▶ _Esercizio proposto_
Rispondi alle domande sul testo sull'intelligenza artificiale riportato sotto:
(a) Per quale emittente è stato proposto l'intervento, e in che anno?
(b) In quale raccolta è stato poi pubblicato il testo?
(c) Che cosa significa, secondo il testo, usare le virgolette prima aperte e poi accuratamente chiuse?

▶ _Estratto fornito_
---

Intervento proposto in una tavola rotonda sull’intelligenza artificiale per Radiotre su invito di Corrado Mangione - 1987
A proposito dell'espressione 'intelligenza artificiale' (44.45 kB)
Questo testo è ora stato pubblicato nei "Frammenti epistemologici"
Forse un modo molto semplice per impostare una discussione che tenda a cogliere le implicazioni di ordine filosofico della tematica dell’intelligenza artificiale è quello di soffermarsi su due modi piuttosto diversi di impiegare questa espressione.
Si può parlare di intelligenza artificiale usando questa espressione tra virgolette o sottintendendole in ogni caso quando se ne parla oppure senza virgolette o addirittura con una virgoletta sola, come se cominciassimo con l’aprire le virgolette e ci dimenticassimo poi di chiuderle. È evidente che usare le virgolette, prima aperte e poi accuratamente chiuse, significa impiegare questo termine con un alto grado di convenzionalità, come una sorta di designazione convenzionale per indicare una determinata fase nello sviluppo dei linguaggi di programmazione ed un ambito problematico ben definito.
Il senso di intelligenza artificiale non sarebbe in tal caso determinato dal riferimento all’intelligenza umana, e tanto meno dalla contrapposizione - di per sé assai singolare - tra una intelligenza «naturale» ed una «artificiale», ma piuttosto da questi problemi, in realtà abbastanza esattamente determinati o esattamente determinabili, che si pone in concreto il ricercatore in rapporto ai linguaggi di programmazione orientati in questa direzione così come, naturalmente il progettista e lo studioso di elettronica per la parte fisica del problema.
Dicendo ciò voglio proprio sostenere che potremmo rinunciare completamente al riferimento all’intelligenza ed all’artificio senza rimetterci nulla per ciò che riguarda la realtà del problema - ma io direi anche del suo interesse filosofico, anzi dei molteplici interessi filosofici che le problematiche speciali che vengono riunite sotto quel titolo rivestono. Vorrei sostenere insomma che una corretta discussione su questi interessi filosofici dovrebbero prendere le mosse proprio dal riconoscimento della completa inessenzialità di quella designazione.

---

▶ _Materiale fornito_

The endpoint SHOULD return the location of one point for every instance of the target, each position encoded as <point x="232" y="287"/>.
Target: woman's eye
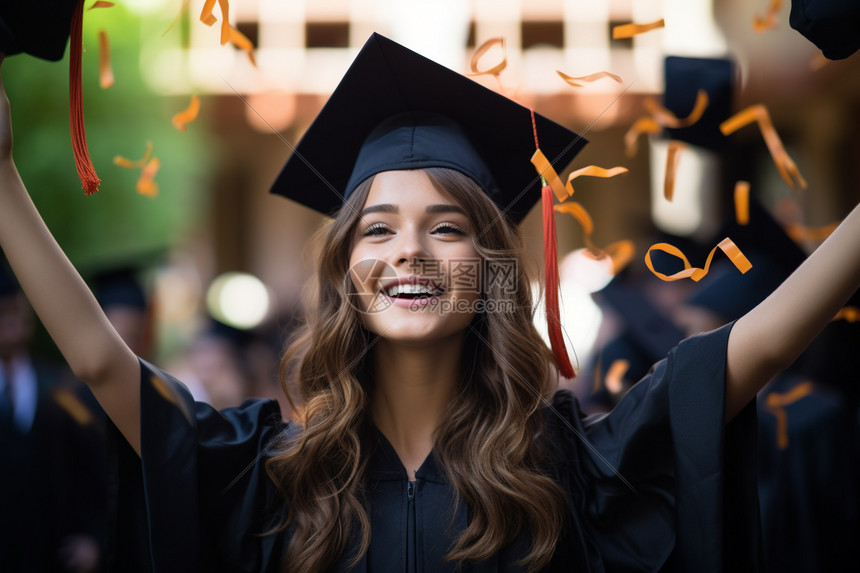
<point x="375" y="230"/>
<point x="447" y="228"/>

---

▶ _Soluzione dell'esercizio_
(a) Per Radiotre, nel 1987.
(b) Nei "Frammenti epistemologici".
(c) Significa impiegare il termine con un alto grado di convenzionalità, come una designazione convenzionale per indicare una determinata fase nello sviluppo dei linguaggi di programmazione e un ambito problematico ben definito.